Giving money to beggars - a factual answer?

I try not to carry any money so normally I have no money to give when asked. I’ve never gotten a problem from the panhandlers when I tell them I don’t carry cash but I’ve seen them “go after” people who ignore them and don’t treat them like humans.

I don’t have any “facts” or studies to cite, but this much seems like it ought to be obvious, which nobody in this thread has mentioned yet: Dollar-for-dollar, money given to shelters, rescue missions, or similar charities, I would expect to provide much better “bang for the buck” than direct deposits with homeless people. They can take advantage of better economies of scale. A soup kitchen could buy large quantities of food, possibly at reduced rates or maybe even wholesale. They get local grocery stores to donate day-old bread, wilted vegetables, canned food with dents, things like that. They can buy 50-pound sacks of rice and barley and lentils and potatoes, and cook it all up in big vats. And possibly with large quantities of volunteer labor. This must certainly enable them to feed a lot more people with a lot fewer bucks than the extra helping of McNuggets that you bought for somebody.

ETA: And yet, for all that, and with government grants and programs and money as well, all those soup kitchens can barely make a dent in feeding the homeless or nearly-homeless-but-hungry people. Plenty still get turned away. So there is still a big market for homeless people to panhandle, to get what they can for whatever they want to spend it on. No amount of police harassment can make it stop – it can only make it move to some other city in the next county. So cities compete to see who can harass the homeless the worst.

In Thailand most of the beggars are alleged to be parts of these kinds of rings. It’s a form of human trafficking, probably perpetuated by threats or other duress, by the stronger and more cruel upon the weak.

I would think homelessness is not going to be a factor

Oh, I absolutely agree with you! It *seems *like it ought to be obvious. It seems like those benefits would work to ease the life of homeless people and reduce panhandling in the area. It also seems like the sort of thing social workers would go nuts over, and have lots and lots of studies showing why you should give them money and the government should give them money to run these programs..which is why I’m so surprised that I can’t find a study to support it (and no one else in the thread seems to have, either).

Problem a: In the discussion on giving money to beggars, what does the writer say local grocery stores donate to soup kitchens?

Supplied records:

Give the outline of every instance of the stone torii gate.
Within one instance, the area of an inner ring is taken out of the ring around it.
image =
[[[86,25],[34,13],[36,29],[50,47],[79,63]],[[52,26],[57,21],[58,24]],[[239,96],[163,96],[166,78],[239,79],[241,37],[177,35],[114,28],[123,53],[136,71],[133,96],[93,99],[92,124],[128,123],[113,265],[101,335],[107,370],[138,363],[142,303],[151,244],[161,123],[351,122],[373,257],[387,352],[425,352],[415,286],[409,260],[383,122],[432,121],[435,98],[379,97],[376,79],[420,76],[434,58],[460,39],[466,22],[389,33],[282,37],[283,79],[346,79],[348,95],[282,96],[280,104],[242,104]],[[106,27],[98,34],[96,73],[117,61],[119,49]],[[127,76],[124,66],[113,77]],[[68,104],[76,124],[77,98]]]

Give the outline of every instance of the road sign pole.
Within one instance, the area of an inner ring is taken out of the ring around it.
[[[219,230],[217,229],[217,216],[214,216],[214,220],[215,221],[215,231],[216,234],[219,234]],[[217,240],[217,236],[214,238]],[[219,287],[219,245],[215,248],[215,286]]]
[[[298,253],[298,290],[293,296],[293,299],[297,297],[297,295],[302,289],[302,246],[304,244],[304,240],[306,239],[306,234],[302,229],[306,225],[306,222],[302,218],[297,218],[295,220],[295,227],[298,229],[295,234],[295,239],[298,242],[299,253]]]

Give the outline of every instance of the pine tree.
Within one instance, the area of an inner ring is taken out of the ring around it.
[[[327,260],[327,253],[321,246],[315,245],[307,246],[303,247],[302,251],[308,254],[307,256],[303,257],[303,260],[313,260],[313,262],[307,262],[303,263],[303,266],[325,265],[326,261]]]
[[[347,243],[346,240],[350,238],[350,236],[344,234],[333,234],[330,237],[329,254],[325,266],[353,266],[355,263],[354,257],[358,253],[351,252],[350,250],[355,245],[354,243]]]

...

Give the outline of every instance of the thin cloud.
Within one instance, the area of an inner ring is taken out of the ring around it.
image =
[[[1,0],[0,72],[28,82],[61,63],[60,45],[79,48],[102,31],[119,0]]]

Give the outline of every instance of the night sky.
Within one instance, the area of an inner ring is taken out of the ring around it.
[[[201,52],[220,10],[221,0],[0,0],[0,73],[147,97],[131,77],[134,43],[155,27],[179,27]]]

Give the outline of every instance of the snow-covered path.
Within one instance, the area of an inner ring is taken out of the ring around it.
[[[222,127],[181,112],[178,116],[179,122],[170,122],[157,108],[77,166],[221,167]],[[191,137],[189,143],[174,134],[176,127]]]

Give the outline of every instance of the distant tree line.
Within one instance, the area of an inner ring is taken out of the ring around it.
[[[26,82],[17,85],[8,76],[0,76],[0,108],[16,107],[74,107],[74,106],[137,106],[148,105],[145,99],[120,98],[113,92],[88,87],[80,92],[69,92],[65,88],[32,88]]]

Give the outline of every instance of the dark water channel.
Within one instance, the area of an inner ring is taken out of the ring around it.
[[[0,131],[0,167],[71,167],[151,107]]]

* * *

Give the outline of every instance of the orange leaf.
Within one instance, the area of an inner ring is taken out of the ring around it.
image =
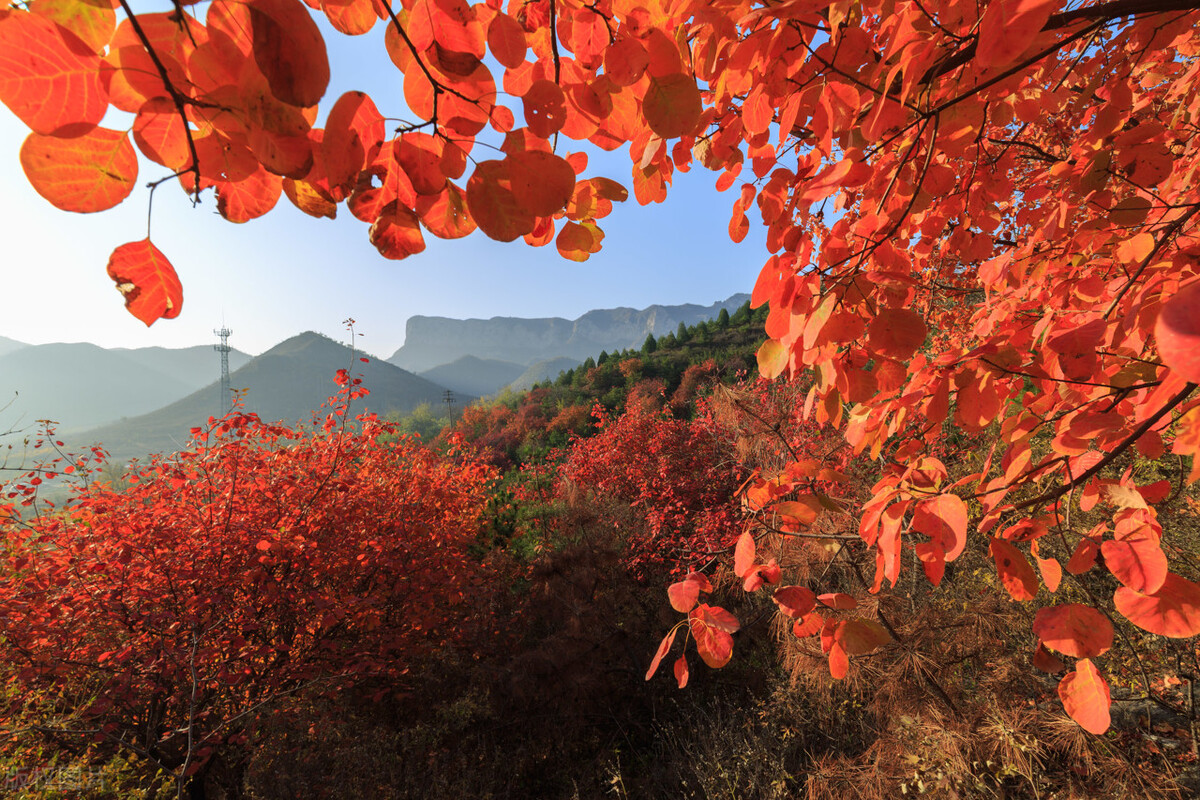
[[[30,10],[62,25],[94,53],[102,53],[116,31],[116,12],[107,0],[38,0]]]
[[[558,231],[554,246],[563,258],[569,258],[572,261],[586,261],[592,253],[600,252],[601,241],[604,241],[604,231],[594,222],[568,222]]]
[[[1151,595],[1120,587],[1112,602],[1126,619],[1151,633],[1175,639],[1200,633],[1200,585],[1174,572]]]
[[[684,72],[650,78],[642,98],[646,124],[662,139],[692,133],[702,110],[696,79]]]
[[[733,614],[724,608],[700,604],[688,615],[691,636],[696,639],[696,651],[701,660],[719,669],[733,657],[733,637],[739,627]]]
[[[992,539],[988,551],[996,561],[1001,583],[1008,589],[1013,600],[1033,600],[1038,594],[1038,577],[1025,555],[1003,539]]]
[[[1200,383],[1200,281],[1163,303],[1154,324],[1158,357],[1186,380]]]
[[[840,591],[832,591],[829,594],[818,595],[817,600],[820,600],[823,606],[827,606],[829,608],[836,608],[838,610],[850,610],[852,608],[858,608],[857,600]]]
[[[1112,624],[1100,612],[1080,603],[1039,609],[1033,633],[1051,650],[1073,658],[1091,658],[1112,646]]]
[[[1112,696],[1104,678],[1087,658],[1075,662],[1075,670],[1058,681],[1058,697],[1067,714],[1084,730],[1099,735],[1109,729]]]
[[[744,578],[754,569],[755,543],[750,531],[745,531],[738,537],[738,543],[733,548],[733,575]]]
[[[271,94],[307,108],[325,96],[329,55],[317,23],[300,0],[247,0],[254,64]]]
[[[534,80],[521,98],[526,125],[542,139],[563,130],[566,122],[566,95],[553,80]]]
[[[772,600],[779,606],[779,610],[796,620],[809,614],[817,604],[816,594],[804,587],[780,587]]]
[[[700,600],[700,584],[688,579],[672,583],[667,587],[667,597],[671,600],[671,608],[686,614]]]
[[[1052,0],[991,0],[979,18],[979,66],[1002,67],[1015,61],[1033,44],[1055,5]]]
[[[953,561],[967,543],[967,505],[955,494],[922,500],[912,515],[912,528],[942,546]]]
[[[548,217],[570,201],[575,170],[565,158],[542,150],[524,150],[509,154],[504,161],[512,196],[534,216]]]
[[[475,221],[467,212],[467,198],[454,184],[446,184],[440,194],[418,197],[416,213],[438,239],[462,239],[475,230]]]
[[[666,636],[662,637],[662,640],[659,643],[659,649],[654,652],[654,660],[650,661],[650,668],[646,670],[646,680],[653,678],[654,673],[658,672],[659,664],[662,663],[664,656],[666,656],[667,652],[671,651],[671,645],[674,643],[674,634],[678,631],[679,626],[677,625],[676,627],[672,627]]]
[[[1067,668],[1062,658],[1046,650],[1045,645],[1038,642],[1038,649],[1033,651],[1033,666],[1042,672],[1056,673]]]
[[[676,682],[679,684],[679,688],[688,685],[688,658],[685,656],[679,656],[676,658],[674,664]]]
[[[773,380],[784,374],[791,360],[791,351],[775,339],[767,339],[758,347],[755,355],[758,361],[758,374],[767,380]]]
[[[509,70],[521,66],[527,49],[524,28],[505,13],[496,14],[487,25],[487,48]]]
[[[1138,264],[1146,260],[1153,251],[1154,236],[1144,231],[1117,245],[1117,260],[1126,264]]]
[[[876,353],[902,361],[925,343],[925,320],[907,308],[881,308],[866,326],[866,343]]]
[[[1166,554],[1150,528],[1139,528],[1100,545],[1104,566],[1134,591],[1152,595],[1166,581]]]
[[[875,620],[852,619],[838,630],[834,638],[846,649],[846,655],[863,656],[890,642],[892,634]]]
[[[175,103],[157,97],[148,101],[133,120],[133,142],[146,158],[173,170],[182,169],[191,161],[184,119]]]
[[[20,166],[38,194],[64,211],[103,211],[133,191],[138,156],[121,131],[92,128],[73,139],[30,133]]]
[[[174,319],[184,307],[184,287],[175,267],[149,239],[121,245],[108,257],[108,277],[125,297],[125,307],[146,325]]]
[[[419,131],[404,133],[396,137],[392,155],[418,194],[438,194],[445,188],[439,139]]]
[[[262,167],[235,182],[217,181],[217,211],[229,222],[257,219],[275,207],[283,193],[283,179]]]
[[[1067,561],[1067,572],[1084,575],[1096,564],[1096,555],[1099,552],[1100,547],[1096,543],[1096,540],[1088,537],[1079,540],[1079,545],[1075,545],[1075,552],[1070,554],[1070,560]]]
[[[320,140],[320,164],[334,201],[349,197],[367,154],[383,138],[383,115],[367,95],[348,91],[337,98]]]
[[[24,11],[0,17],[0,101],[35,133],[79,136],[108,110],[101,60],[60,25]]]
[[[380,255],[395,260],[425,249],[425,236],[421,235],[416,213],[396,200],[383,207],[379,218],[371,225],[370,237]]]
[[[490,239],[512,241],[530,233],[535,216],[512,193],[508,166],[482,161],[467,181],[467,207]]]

Problem b: Reproduce the lines from the rows verbatim, starting at the line that contains "Give the outline of every instance of the dark" and ending after the line that contains "[[[0,131],[0,167],[71,167],[151,107]]]".

Correct response a: Day-old bread, wilted vegetables, canned food with dents, and similar items.

Correct response b:
Give the outline of every instance of the dark water channel.
Within one instance, the area of an inner ring is taken out of the ring around it.
[[[0,131],[0,167],[71,167],[151,107]]]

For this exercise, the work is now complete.